---- Supplied records

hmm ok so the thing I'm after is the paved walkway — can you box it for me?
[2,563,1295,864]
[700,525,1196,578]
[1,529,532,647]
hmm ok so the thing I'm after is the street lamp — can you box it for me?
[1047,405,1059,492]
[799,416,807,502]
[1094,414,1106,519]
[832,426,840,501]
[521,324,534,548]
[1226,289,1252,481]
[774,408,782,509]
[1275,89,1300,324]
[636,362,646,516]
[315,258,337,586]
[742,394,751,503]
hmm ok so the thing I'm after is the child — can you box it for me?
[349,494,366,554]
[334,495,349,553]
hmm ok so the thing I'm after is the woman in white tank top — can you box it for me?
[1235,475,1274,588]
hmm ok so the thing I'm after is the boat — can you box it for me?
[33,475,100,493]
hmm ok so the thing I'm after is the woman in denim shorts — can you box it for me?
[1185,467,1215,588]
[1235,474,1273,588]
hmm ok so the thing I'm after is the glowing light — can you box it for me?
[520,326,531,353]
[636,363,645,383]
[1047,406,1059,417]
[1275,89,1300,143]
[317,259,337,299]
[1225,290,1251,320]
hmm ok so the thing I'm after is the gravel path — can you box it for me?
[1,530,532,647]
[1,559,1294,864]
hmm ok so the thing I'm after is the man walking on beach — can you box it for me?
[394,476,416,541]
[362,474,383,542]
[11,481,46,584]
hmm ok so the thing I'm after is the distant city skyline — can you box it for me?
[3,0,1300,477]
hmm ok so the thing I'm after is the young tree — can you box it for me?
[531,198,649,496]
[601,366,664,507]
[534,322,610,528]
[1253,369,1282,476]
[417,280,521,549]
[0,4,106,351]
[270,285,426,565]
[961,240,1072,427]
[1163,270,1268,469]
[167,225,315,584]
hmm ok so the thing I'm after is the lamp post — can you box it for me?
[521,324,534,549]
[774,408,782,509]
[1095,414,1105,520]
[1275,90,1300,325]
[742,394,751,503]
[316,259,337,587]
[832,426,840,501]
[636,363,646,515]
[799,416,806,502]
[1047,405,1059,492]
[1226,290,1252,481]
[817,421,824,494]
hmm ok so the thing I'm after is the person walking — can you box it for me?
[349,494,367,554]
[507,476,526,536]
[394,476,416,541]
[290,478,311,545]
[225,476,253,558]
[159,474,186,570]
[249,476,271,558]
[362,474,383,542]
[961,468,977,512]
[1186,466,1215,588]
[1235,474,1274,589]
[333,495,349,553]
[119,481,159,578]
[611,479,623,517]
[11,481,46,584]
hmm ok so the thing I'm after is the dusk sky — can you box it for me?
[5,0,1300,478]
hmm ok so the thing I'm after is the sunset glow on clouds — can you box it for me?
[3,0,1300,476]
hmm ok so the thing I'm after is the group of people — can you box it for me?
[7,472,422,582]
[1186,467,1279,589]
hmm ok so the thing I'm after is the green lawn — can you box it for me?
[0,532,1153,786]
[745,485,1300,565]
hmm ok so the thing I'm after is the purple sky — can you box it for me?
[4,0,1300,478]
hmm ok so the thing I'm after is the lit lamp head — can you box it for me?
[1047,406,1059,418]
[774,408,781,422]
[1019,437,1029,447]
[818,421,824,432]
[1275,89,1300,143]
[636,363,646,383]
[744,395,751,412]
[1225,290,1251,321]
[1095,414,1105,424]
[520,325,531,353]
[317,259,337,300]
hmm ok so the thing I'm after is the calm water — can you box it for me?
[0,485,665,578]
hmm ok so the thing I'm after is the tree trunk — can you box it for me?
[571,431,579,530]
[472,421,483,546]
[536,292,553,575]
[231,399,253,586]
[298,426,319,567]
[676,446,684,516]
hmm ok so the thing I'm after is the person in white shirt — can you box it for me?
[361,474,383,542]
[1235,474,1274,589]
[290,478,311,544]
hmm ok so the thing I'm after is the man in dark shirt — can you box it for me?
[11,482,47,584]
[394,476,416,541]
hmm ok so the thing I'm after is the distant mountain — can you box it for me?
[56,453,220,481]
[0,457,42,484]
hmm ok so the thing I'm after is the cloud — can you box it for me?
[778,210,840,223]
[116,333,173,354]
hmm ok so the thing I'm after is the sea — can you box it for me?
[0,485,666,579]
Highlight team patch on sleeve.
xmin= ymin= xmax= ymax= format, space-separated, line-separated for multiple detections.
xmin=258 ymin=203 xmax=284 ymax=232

--------

# [To do]
Copy each line above exactly as it stands.

# [Written response]
hmm ok so the thing I'm after is the paved walkway — can you box it for me?
[2,563,1295,864]
[700,525,1196,578]
[1,529,532,647]
hmm ok so the thing I'm after is the street lamp — can you box it for me?
[1047,405,1059,492]
[799,416,807,502]
[1094,414,1106,519]
[832,426,840,501]
[521,324,534,548]
[1226,289,1252,481]
[774,408,782,509]
[1275,89,1300,324]
[636,362,646,516]
[315,258,337,586]
[742,394,751,503]
hmm ok so the thing I'm after is the child — can you box it for me?
[349,494,366,554]
[334,495,349,553]
hmm ok so the thing I'm after is the woman in white tank top — can you box it for me?
[1235,475,1274,588]
hmm ok so the thing I'm after is the boat — can you box it for me?
[33,475,100,493]
hmm ok so the thing I'm after is the woman in denim shorts — can you box it for me?
[1185,467,1215,588]
[1235,474,1273,588]
hmm ok so the thing I'm after is the glowing light — can you box it for me?
[520,326,531,353]
[636,363,645,383]
[1047,406,1059,417]
[1275,89,1300,143]
[317,259,337,299]
[1225,290,1251,320]
hmm ok so the thing I'm after is the gravel path — can you box it for me?
[1,530,532,647]
[1,559,1294,864]
hmm ok so the thing I'm after is the man walking on beach — can you box it for me?
[394,476,416,541]
[362,474,383,542]
[11,481,46,584]
hmm ok so the thing I'm after is the distant city skyline — can you box it for me?
[3,0,1300,477]
hmm ok so the thing I'm after is the young tree — can you box it for me?
[531,198,649,496]
[601,366,664,507]
[534,322,610,528]
[1253,369,1282,476]
[417,280,521,549]
[0,4,106,351]
[270,285,426,565]
[961,240,1072,427]
[1163,270,1268,469]
[167,225,315,584]
hmm ok so the thing I'm after is the lamp post — can you box it for me?
[521,324,534,549]
[774,408,782,509]
[1095,414,1105,520]
[1275,90,1300,325]
[742,394,751,503]
[316,259,337,587]
[832,426,840,501]
[636,363,646,515]
[799,416,806,502]
[1047,405,1059,492]
[1226,290,1252,481]
[817,421,824,494]
hmm ok so the thing I'm after is the person walking — can you box it for me?
[349,494,367,554]
[507,476,526,536]
[394,476,416,541]
[290,478,311,545]
[225,476,253,558]
[159,474,186,570]
[249,476,271,558]
[362,474,383,542]
[961,468,977,512]
[1186,466,1215,588]
[1235,474,1274,589]
[333,495,349,553]
[119,481,159,578]
[611,479,623,517]
[11,481,46,584]
hmm ok so the thing I'm after is the dusk sky — can you box it for me?
[5,0,1300,478]
hmm ok so the thing I'm after is the sunset glow on clouds — can you box it for me?
[3,0,1300,476]
hmm ok so the thing I'm after is the group of people — can you box it for me?
[7,472,422,582]
[1186,467,1279,589]
hmm ok so the thing I'm after is the green lawn — can you box it for me?
[0,532,1153,786]
[745,485,1300,565]
hmm ok so the thing I'm after is the purple sky — can you box it for me?
[4,0,1300,478]
hmm ok so the thing I'm after is the lit lamp head — can you box it for me?
[1047,406,1059,418]
[774,408,781,422]
[1019,437,1029,447]
[818,421,824,432]
[1275,89,1300,143]
[636,363,646,383]
[744,395,751,412]
[1225,290,1251,321]
[1095,414,1105,424]
[520,325,531,353]
[317,259,337,300]
hmm ok so the thing I'm after is the calm water — can you box it for me?
[0,485,665,578]
hmm ok so the thing I'm after is the tree trunk — can you box it for me?
[571,431,579,530]
[472,421,483,546]
[536,292,553,575]
[231,399,253,586]
[298,426,319,567]
[676,446,684,516]
hmm ok so the thing I'm after is the person in white shirt — can you box it for me?
[361,474,383,542]
[1235,474,1274,589]
[290,478,311,544]
hmm ok so the thing I'm after is the man in dark shirt — can you box it for me?
[11,482,47,584]
[394,476,416,541]
hmm ok so the thing I'm after is the distant mountain — can you box it for me?
[56,453,220,481]
[0,457,42,484]
hmm ok so the thing I'm after is the cloud — can you box it for me?
[778,210,840,223]
[116,333,173,354]
hmm ok so the thing I'm after is the sea — can you box it for me?
[0,485,666,579]
Highlight team patch on sleeve.
xmin= ymin= xmax= ymax= format, space-separated, line-separated for multiple detections.
xmin=258 ymin=203 xmax=284 ymax=232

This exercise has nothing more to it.